* Records contained in a dataset:
·····
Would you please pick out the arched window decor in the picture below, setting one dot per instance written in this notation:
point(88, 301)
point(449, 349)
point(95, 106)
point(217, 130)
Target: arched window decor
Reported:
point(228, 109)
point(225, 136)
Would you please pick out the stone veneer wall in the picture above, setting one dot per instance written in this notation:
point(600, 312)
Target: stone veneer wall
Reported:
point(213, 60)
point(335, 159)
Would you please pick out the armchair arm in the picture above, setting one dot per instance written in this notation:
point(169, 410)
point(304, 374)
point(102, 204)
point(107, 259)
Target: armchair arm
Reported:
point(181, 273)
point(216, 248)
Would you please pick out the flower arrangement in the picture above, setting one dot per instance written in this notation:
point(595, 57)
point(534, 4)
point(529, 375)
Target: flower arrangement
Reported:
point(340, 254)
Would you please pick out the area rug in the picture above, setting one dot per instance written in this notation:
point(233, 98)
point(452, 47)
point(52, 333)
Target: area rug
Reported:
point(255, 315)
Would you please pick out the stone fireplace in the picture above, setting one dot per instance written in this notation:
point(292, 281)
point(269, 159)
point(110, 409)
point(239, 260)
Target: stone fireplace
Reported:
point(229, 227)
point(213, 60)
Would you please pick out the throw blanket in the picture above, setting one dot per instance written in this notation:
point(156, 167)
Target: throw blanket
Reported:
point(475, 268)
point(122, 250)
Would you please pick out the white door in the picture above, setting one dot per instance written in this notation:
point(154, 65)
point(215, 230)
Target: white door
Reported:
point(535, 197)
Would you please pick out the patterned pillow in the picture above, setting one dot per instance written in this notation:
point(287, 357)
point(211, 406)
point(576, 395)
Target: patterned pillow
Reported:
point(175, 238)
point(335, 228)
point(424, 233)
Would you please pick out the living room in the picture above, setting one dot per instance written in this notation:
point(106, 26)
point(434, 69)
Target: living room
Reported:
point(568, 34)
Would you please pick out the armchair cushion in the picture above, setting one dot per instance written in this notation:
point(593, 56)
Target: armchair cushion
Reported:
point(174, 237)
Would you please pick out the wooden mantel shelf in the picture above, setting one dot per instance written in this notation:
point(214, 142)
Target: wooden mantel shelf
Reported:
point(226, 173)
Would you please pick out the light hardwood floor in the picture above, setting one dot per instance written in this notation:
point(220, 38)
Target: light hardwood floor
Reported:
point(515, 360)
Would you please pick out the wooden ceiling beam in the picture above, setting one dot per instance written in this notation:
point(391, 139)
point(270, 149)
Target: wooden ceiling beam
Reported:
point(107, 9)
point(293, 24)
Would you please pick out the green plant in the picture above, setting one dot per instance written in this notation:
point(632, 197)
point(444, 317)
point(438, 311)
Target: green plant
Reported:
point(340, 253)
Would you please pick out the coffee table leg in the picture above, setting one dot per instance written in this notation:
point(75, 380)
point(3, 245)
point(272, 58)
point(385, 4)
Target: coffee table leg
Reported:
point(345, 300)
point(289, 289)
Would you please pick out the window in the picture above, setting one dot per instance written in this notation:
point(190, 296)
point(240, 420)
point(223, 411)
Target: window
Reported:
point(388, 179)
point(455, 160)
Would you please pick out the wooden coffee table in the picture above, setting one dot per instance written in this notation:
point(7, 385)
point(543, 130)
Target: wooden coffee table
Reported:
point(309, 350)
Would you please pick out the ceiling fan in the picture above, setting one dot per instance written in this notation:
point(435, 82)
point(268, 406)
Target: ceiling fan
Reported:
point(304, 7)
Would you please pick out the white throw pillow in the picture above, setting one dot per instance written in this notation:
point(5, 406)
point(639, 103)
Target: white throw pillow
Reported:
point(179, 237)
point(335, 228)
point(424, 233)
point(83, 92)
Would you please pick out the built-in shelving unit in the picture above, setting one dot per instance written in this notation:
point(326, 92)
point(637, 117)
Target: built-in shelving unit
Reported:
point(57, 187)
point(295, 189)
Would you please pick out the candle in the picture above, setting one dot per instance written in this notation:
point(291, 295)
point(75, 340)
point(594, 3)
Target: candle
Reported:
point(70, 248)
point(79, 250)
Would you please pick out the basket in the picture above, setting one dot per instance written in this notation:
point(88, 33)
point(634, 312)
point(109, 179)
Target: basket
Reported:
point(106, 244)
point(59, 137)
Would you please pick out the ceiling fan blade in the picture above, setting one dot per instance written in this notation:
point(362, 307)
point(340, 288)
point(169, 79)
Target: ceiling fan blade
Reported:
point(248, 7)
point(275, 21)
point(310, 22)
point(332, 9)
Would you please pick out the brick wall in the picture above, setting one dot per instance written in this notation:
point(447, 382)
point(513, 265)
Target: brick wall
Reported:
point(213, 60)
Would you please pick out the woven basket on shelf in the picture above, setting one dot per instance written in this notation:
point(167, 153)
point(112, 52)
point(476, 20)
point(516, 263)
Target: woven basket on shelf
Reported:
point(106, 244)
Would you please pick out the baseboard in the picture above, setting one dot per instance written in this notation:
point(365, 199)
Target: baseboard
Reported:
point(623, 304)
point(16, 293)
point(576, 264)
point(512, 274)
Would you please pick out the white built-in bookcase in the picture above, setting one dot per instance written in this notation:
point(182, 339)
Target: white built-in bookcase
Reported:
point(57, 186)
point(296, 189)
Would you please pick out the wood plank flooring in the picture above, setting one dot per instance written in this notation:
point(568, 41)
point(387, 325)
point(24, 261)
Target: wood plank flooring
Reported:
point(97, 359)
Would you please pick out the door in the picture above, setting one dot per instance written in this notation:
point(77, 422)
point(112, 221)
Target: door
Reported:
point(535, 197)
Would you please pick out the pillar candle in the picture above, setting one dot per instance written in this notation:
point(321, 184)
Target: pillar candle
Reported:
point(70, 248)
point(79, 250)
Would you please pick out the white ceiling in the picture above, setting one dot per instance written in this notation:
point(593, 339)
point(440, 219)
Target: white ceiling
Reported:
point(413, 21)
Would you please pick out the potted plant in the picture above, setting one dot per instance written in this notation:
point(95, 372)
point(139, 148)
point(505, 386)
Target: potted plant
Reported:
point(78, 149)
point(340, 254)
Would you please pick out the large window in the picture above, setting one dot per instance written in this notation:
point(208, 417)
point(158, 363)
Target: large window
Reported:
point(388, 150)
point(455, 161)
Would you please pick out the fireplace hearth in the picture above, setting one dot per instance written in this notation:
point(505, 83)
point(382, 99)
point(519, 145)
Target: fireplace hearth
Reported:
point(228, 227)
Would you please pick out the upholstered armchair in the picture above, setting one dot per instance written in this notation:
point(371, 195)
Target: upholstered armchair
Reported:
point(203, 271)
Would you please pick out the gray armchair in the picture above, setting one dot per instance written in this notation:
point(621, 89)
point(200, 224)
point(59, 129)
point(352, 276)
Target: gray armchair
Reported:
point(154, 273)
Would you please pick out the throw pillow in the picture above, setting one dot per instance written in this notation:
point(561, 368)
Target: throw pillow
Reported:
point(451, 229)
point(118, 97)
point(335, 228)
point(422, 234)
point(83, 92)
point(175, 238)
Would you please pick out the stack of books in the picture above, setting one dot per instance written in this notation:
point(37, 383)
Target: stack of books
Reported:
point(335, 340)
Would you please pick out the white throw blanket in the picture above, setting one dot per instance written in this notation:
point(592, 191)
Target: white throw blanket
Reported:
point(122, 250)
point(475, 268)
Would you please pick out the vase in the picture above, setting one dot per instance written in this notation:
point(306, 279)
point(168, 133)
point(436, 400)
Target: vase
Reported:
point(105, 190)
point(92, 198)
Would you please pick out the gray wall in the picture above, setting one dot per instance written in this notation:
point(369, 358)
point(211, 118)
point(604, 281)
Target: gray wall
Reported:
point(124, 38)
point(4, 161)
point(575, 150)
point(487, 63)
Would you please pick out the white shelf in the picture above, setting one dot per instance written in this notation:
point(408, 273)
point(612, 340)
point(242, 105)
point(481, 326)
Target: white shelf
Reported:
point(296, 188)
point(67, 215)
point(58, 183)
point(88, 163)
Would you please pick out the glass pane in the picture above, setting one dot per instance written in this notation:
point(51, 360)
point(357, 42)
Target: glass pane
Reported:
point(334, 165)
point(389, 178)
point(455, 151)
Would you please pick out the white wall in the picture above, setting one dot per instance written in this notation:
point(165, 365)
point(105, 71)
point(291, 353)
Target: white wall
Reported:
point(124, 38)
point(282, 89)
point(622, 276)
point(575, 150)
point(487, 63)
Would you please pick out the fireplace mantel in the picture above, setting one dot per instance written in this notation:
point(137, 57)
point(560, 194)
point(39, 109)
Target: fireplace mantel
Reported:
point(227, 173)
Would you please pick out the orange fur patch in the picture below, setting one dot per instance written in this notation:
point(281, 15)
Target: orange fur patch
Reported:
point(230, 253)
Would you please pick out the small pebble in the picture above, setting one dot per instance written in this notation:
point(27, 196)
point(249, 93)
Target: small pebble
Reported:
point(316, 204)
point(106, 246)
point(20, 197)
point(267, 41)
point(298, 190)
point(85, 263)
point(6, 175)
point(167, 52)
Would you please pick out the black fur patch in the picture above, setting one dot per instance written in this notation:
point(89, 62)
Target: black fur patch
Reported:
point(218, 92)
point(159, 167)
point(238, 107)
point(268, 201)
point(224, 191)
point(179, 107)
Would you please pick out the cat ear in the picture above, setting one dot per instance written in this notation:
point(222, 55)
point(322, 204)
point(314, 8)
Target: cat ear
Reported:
·····
* ASSIGNMENT:
Each line that includes the string "gray" should be copied from the data.

* EXERCISE RESULT:
Would you please pick out the gray armchair in the picture above, setting one dot per instance written in this notation:
Target: gray armchair
Would you please pick out the gray wall in the picture above, setting one dot per instance written in this notation:
Target: gray wall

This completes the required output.